SELECTED PASSAGE:
►
CC: Tommy Hearns was a good puncher but he didn’t have a real good chin. He needed to work on his defense more than he needed to work on his offense. He was easy to hit. I would have hit him. Duran had to come to you in order to score. He couldn’t stand on the outside and outbox anybody. I’m boxing. I could have beaten both Ray Leonard and Roberto Duran at welterweight.
MS: Let’s discuss some of your other opponents. Before you entered your prime fighting years you lost to Stanley “Kitten” Hayward and Jose Stable. Both fights were televised nationally.
CC: They said Kitten was a welterweight but when I fought him he looked more like a middleweight or small light heavy. He was the strongest boxer I ever fought. I could hit him all day long but he was so big and strong. He caught me with a good shot and had me down three times before they stopped the fight. But I had him down also. Jose Stable was a very good bob and weave pressure fighter. It was my first time fighting on national TV. I started strong but just didn’t fight enough during the last few rounds. Even so, it was a very close decision.
◄
INFORMATION GIVEN:
►
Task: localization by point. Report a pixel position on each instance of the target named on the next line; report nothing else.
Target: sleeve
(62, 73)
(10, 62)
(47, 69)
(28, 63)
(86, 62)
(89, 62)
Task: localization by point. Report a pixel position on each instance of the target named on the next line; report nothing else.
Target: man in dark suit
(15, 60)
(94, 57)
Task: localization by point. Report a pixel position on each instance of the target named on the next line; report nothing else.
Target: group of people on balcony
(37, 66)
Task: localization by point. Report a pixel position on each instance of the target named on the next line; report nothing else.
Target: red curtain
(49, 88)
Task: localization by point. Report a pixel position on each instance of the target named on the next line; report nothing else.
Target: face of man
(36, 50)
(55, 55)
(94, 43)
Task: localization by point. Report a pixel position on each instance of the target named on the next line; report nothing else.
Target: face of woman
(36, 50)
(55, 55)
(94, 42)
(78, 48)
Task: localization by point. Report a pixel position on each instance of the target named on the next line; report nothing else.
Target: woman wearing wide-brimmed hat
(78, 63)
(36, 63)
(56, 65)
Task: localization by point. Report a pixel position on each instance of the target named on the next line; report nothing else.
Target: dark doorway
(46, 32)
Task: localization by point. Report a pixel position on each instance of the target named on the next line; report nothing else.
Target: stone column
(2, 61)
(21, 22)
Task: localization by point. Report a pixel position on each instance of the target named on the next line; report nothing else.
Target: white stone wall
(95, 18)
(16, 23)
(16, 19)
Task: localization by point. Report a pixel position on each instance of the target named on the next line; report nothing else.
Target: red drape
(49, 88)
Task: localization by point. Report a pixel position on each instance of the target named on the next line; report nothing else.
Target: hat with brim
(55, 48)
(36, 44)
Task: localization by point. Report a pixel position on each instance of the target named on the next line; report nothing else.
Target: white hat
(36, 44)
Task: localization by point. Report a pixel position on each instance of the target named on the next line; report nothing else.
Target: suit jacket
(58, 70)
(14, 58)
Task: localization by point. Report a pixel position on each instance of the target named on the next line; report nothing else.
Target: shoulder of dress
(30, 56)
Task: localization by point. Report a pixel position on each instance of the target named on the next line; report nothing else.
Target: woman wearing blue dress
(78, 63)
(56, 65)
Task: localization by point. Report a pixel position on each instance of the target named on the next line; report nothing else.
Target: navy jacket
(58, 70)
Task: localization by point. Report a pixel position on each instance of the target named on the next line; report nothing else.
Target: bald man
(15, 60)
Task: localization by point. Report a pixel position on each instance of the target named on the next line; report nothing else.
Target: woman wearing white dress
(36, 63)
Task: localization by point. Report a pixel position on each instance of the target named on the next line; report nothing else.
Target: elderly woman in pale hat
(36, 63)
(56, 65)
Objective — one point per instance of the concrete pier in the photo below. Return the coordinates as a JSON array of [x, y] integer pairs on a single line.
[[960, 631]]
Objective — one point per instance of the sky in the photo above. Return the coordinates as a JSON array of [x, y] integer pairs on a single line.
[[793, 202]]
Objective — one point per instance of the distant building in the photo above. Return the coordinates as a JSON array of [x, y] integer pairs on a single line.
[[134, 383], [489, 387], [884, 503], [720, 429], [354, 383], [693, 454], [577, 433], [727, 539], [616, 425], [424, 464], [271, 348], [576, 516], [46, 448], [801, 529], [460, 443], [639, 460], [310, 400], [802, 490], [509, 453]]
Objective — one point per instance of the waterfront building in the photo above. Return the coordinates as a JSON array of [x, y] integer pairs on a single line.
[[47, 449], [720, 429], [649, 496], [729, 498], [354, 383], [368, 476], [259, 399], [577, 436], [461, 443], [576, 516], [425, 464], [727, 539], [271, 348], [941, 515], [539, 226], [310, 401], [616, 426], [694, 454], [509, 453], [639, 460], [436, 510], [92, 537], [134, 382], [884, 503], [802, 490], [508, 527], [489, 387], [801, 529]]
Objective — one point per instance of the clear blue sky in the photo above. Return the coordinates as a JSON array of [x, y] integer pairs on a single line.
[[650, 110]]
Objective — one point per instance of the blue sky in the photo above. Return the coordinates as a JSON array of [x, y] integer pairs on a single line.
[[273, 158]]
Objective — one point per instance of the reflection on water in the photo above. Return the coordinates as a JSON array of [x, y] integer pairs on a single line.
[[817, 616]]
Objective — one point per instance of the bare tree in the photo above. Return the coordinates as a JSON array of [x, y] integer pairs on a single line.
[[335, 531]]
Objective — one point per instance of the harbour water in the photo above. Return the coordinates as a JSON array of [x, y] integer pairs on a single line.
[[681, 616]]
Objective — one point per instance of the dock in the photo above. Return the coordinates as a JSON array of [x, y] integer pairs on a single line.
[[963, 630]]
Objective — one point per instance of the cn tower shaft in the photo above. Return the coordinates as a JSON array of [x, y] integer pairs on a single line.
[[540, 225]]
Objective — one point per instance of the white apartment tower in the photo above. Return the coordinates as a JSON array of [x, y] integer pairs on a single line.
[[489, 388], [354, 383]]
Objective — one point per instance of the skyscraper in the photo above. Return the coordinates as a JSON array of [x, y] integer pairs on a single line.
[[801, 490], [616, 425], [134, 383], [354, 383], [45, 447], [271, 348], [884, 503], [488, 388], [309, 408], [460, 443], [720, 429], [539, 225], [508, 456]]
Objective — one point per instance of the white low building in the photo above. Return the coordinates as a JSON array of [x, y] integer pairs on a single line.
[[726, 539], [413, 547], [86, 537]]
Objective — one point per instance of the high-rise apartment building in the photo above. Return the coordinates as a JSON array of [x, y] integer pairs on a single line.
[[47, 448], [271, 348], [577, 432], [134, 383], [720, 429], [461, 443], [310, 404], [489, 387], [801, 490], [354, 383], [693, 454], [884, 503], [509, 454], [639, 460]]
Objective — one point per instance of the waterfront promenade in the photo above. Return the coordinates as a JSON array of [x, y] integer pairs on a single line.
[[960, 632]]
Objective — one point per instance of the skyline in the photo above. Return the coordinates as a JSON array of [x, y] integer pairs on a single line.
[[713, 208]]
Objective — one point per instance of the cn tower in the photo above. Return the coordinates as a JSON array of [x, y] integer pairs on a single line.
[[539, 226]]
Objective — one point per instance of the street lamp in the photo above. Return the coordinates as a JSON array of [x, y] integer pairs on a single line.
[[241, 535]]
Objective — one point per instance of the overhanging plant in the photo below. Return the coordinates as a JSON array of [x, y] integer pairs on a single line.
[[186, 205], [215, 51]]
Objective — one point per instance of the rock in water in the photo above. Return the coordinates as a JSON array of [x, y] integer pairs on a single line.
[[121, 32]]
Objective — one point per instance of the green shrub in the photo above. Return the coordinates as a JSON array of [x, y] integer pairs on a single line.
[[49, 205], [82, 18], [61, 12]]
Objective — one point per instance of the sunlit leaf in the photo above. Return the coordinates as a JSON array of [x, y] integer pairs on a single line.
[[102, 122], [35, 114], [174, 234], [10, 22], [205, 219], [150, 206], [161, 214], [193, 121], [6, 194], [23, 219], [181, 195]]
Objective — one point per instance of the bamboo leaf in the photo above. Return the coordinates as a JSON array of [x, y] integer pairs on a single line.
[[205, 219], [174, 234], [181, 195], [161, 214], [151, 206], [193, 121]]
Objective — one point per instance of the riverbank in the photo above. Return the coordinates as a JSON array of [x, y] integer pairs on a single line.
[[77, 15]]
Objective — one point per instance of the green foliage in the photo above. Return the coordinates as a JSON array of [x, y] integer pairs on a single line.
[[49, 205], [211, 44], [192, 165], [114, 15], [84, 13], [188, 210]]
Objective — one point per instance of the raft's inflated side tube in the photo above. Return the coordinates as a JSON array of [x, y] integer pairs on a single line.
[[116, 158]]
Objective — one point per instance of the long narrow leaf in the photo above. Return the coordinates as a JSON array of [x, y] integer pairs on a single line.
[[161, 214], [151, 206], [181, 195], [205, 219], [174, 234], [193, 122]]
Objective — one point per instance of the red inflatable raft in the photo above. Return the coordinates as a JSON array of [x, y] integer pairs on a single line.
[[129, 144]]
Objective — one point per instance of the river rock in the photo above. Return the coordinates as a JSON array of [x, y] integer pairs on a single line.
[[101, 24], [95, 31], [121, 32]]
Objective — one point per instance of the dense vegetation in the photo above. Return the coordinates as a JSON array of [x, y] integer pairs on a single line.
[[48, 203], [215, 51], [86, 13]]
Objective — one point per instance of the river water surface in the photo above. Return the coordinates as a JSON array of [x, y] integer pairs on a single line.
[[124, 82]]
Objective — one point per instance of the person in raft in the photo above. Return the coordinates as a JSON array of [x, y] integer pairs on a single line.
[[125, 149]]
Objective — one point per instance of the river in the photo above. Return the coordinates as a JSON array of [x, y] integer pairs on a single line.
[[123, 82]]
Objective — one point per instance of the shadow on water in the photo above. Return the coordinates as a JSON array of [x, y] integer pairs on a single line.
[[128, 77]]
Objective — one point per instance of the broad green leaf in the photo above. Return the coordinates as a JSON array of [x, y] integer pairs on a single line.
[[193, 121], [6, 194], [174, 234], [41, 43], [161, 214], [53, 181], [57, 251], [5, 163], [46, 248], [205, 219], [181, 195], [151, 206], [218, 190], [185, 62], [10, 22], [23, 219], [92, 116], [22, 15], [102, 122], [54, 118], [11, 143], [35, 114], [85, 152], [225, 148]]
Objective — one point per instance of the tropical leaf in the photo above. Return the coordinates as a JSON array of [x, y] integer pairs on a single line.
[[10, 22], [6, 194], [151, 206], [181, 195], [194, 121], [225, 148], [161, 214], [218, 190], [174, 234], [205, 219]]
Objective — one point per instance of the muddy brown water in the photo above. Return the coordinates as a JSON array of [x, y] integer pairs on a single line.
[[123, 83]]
◄
Extend the boxing interview past its last line. Nothing in the material is needed for this.

OUTPUT OF THE TASK:
MS: The Hayward fight was a real barn burner and can be seen on YouTube. He does indeed look much bigger than you. In fact Don Dunphy, who was announcing the fight at ringside, comments about the disparity in size. The fight took place in Hayward’s home town of Philadelphia. Do you think there was some funny business with the scale?
CC: Well, it could have been. We were not allowed to weigh in at the same time. I complained about that because he got on the scale and was gone when I arrived. We never did get the chance to watch him get on the scale. I know good and well he was no 147 pounds. But I’m not using that as an excuse. It had nothing to do with him winning the fight because I had beaten big guys like that. He just caught me with a good shot that got me out of there.
MS: You knocked Hayward down with three solid punches just before the bell ended the second round. If you had caught him with those punches a minute earlier do you think the result might been different.
CC: It’s possible. I don’t know if he could have gotten up and recovered in time.
MS: What do you think of the current rule that has fighters weigh-in a day before the fight?
CC: I think it’s better to have a weigh-in on the day of the fight because you’d know for sure you have a 147 pounder against a 147 pounder. If you weigh-in the day before the fight you know you’re not going to get in that ring at 147—probably more like 157.
MS: In 1972 you had a significant role in “Fat City” a major Hollywood movie about boxing. How did that come about?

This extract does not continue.